▶ _Task statement_:
Find every line in the rows below that contains the word "mounted", and copy each such line.

▶ _Data to use_:
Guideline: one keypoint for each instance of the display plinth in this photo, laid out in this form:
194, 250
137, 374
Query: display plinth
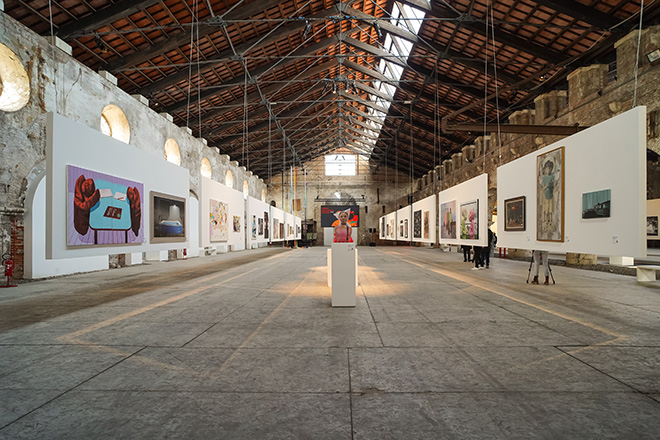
342, 268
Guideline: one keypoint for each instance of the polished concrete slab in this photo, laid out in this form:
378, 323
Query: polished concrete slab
246, 345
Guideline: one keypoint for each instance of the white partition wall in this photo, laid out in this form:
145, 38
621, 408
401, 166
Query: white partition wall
228, 207
610, 156
463, 213
403, 226
277, 221
74, 146
423, 220
258, 210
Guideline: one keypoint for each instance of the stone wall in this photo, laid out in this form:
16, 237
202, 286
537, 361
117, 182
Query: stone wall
59, 83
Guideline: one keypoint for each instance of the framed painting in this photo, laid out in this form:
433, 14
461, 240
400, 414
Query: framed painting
103, 209
514, 214
470, 220
168, 218
218, 222
596, 204
417, 224
550, 196
448, 219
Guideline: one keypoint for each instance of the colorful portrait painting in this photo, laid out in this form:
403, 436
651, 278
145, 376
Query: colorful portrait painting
550, 196
448, 219
103, 209
168, 218
417, 224
218, 222
470, 220
514, 214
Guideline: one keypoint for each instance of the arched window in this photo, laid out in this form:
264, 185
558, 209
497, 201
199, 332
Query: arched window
172, 152
206, 168
14, 81
115, 124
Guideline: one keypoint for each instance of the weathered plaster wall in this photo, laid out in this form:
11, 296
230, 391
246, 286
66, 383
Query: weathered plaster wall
59, 83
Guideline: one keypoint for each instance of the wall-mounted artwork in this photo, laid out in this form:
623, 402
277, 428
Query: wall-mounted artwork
652, 226
168, 218
448, 219
103, 209
550, 196
514, 214
266, 228
596, 204
417, 224
218, 222
470, 220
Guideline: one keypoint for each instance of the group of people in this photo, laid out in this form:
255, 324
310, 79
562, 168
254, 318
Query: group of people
481, 254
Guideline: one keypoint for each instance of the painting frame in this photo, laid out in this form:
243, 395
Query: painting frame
550, 196
512, 221
157, 233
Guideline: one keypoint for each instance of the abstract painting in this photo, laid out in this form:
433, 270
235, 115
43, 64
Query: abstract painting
596, 204
417, 224
168, 218
103, 209
550, 196
514, 214
448, 219
218, 222
470, 220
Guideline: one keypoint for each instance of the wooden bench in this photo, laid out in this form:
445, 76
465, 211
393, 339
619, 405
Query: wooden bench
646, 273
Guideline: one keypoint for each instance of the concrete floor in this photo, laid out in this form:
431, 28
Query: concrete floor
247, 346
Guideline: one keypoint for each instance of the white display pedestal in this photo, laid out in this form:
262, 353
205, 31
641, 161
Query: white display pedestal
622, 261
342, 274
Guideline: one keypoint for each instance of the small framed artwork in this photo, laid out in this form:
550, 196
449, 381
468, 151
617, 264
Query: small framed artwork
168, 218
514, 214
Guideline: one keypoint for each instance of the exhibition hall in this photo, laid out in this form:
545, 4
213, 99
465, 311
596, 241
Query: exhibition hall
326, 219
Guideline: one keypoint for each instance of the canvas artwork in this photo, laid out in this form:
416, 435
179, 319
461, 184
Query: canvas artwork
470, 220
596, 204
103, 209
652, 226
168, 218
448, 219
514, 214
417, 224
550, 196
218, 221
266, 227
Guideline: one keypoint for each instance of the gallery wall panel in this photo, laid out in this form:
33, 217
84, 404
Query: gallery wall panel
463, 213
222, 215
585, 193
424, 220
98, 194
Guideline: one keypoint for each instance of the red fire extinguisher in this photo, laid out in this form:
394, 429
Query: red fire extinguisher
8, 264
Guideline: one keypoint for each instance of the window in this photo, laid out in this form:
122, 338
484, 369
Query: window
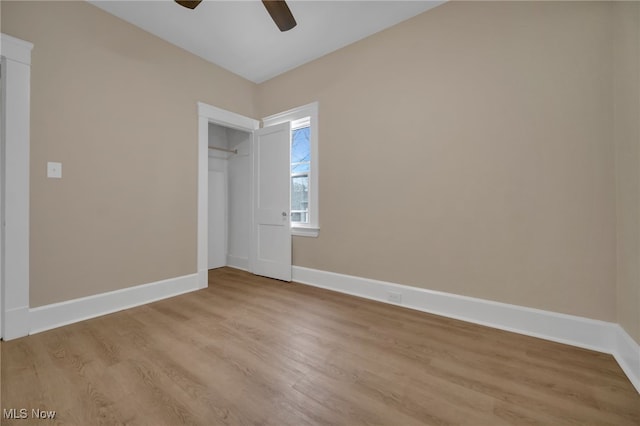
304, 167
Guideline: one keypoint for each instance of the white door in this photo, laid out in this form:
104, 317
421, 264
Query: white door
217, 250
271, 242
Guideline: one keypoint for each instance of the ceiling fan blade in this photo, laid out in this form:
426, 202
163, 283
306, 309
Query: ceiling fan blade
190, 4
280, 14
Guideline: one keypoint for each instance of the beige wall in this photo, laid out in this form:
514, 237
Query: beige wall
627, 144
117, 106
468, 150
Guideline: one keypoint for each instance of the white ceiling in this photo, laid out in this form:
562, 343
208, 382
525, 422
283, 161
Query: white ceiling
240, 36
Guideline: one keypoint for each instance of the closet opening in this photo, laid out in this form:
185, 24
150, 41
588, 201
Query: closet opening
229, 197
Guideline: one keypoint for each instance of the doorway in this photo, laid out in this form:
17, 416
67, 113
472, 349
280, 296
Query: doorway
253, 199
232, 179
229, 197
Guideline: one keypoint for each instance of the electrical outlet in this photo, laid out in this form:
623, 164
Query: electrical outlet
394, 297
54, 170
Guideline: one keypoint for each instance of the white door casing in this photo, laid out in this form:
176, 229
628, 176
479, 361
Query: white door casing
271, 240
14, 274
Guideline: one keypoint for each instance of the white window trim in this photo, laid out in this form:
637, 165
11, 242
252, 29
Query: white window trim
312, 228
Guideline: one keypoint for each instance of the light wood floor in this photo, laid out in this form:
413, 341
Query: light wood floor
254, 351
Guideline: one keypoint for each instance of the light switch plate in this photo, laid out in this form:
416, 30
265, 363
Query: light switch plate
54, 170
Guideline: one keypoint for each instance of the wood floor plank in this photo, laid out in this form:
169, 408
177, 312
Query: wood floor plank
253, 351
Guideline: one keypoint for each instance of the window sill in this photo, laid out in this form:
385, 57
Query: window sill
306, 231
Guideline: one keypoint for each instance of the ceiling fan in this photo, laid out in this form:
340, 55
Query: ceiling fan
278, 10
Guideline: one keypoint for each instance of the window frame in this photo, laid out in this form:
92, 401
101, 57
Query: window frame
312, 228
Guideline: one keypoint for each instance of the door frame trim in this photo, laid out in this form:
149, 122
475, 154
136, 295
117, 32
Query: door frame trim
14, 204
211, 114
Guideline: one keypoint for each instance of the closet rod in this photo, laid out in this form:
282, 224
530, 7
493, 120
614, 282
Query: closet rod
233, 151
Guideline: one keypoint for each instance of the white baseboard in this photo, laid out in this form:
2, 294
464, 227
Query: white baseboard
627, 353
16, 323
238, 262
586, 333
68, 312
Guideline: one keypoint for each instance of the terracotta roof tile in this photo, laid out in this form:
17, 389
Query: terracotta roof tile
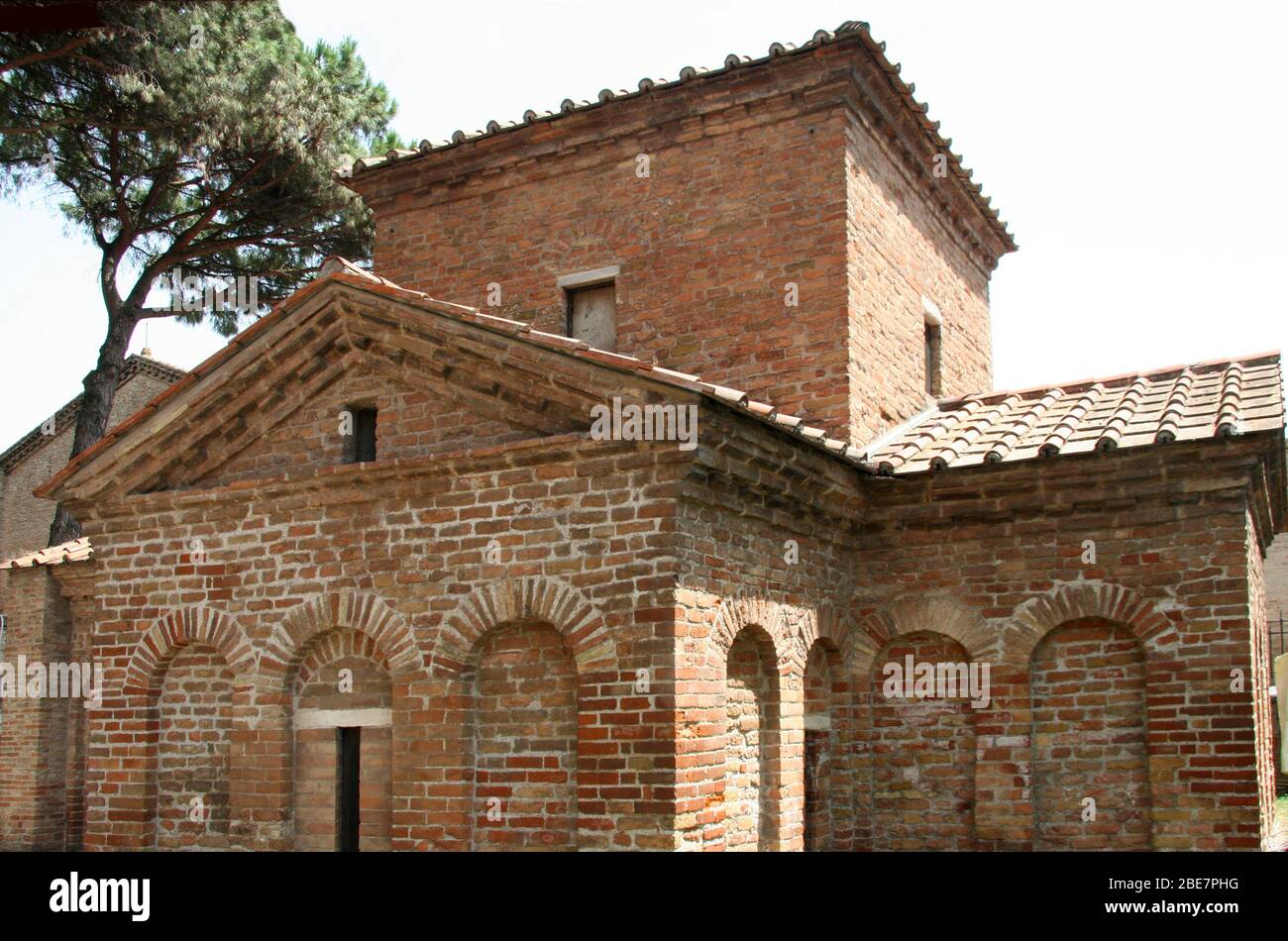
73, 551
336, 269
1179, 403
64, 416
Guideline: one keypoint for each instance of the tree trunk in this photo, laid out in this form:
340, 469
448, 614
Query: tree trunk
95, 408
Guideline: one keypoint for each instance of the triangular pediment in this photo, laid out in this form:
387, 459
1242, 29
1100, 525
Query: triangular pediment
271, 403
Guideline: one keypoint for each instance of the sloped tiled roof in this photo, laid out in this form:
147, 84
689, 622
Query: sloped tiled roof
1179, 403
845, 31
72, 551
65, 415
336, 269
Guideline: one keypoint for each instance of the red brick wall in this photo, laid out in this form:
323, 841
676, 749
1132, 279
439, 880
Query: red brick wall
898, 253
995, 564
922, 757
25, 519
410, 422
581, 528
524, 740
1089, 739
194, 718
751, 747
37, 734
758, 180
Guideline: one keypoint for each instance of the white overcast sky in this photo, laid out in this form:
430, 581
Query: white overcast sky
1138, 153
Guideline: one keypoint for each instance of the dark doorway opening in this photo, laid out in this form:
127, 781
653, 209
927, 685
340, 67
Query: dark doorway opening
347, 774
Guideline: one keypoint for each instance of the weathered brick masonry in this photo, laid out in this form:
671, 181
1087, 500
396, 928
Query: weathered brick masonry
553, 640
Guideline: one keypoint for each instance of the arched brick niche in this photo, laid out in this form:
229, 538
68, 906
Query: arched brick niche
338, 661
922, 752
192, 755
527, 678
342, 682
752, 760
1090, 757
827, 733
522, 739
188, 675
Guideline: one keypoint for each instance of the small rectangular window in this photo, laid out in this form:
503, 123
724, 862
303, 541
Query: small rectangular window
348, 779
592, 316
934, 351
360, 446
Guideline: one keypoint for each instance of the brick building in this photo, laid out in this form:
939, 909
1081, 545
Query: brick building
375, 576
35, 458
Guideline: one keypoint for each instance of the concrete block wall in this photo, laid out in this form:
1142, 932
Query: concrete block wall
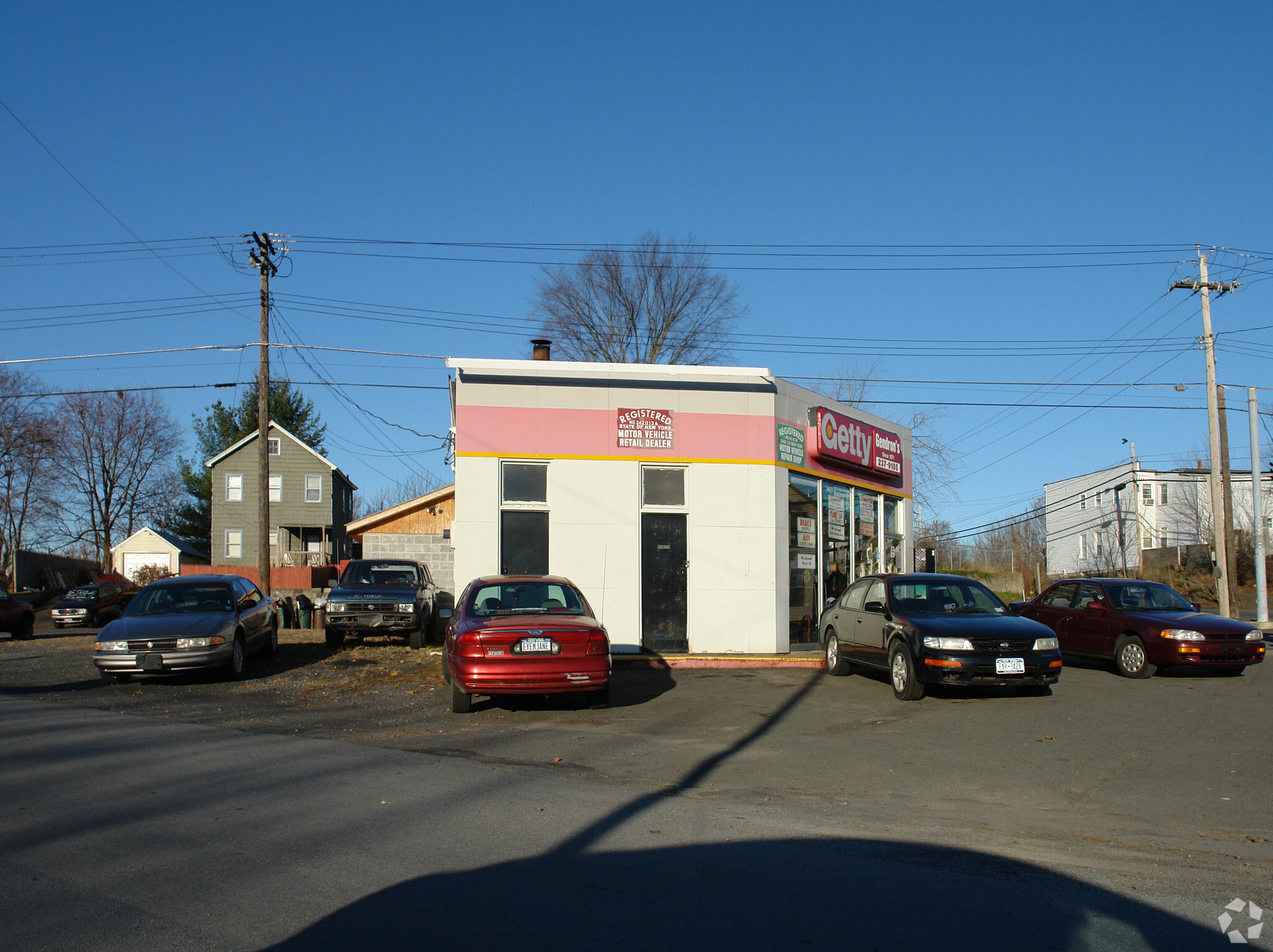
433, 551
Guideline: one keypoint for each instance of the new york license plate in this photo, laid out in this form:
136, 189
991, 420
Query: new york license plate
533, 646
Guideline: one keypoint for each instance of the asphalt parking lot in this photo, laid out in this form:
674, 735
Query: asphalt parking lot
1162, 784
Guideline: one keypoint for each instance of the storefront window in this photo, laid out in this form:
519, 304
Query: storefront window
837, 546
802, 557
866, 550
893, 535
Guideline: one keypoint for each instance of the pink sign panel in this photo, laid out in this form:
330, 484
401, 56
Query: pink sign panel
645, 429
848, 441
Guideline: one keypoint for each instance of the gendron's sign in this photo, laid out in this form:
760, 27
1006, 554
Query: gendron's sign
848, 441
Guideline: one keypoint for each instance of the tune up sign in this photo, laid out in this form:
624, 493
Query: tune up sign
848, 441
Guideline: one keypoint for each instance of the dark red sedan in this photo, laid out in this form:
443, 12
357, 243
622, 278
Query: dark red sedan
525, 634
1142, 626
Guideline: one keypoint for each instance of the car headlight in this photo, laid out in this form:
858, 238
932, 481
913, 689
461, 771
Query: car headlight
182, 643
947, 644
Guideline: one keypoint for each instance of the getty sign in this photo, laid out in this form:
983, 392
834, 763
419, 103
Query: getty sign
848, 441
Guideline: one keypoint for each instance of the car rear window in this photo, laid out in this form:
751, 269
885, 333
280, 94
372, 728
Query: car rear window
525, 597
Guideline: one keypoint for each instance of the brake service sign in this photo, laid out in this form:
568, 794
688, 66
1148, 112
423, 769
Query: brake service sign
847, 441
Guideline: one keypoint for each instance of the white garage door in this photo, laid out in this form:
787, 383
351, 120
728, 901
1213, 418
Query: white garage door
136, 561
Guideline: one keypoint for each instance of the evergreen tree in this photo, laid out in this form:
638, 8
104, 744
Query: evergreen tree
222, 428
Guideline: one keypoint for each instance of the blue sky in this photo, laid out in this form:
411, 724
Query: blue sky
890, 125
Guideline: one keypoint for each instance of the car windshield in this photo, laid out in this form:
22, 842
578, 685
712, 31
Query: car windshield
525, 598
398, 574
1147, 597
171, 600
945, 597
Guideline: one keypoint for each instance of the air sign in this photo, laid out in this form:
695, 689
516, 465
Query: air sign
848, 441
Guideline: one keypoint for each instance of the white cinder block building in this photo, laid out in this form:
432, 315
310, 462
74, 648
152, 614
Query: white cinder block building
1157, 508
698, 508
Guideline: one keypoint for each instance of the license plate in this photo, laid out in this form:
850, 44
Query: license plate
535, 646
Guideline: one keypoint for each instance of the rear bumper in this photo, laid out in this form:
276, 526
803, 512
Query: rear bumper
977, 669
526, 676
171, 662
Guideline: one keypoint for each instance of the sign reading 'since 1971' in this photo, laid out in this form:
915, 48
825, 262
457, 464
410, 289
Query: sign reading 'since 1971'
848, 441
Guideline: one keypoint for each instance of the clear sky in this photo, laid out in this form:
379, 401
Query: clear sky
743, 124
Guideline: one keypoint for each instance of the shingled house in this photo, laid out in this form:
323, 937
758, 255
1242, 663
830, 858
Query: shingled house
311, 500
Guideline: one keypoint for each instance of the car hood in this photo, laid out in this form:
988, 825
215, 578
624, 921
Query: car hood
181, 625
372, 593
1190, 620
970, 624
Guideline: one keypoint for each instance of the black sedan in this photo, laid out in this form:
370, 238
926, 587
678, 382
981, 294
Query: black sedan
936, 630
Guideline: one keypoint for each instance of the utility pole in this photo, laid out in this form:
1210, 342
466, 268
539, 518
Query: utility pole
1226, 480
1217, 501
1262, 592
268, 269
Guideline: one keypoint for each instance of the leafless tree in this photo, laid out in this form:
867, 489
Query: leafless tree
25, 450
411, 487
653, 302
116, 461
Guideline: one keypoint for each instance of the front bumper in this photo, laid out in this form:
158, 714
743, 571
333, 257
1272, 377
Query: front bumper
977, 669
541, 675
170, 662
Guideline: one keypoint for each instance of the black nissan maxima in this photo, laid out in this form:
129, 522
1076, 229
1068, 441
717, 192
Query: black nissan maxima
927, 629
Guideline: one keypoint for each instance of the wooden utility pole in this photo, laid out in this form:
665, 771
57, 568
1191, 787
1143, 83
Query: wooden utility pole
1217, 489
268, 270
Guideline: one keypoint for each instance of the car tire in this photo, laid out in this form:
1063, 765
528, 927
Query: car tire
237, 664
1229, 672
835, 662
461, 702
1131, 659
902, 674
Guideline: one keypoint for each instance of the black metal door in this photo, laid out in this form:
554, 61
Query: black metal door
662, 582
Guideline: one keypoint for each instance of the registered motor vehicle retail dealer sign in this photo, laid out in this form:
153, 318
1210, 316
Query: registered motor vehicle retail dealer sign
646, 429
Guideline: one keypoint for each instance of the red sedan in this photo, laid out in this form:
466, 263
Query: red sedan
525, 634
1142, 626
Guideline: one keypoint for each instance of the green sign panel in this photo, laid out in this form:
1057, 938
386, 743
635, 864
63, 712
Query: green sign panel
791, 444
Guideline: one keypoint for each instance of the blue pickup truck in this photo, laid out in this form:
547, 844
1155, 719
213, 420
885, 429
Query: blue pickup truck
381, 597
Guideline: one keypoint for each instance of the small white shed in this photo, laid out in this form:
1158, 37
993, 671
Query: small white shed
157, 547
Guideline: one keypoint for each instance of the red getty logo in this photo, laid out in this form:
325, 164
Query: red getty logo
851, 441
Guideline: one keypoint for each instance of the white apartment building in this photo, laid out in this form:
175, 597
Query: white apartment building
1086, 515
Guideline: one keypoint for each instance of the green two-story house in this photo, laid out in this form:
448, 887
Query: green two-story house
311, 500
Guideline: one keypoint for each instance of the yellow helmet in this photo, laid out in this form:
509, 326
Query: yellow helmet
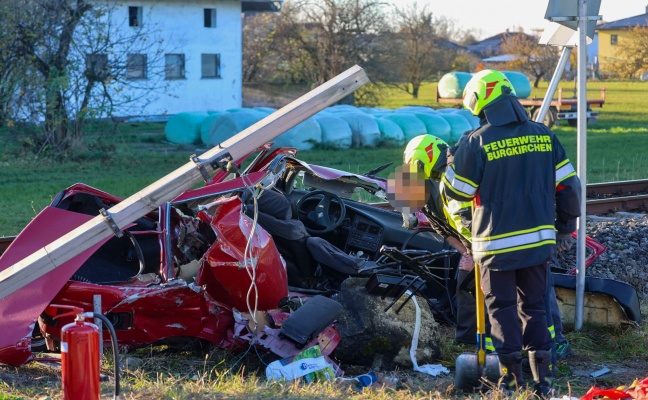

▶ _Result_:
Guideline: one keypoint for each instance of the wall-mounted artwork in this photo, laid out in this form:
Query: wall-mounted artwork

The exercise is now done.